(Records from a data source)

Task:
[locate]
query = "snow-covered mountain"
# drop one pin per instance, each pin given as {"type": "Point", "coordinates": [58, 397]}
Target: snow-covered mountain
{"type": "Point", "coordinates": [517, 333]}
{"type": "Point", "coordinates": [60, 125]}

▶ Written problem:
Edit the listing above so that "snow-covered mountain" becomes "snowy peak" everywhere it appears, leaving all other text unchanged.

▶ Reply:
Task:
[locate]
query = "snowy peak"
# drop one pin per instance, each pin given as {"type": "Point", "coordinates": [58, 397]}
Target: snowy peak
{"type": "Point", "coordinates": [517, 333]}
{"type": "Point", "coordinates": [60, 125]}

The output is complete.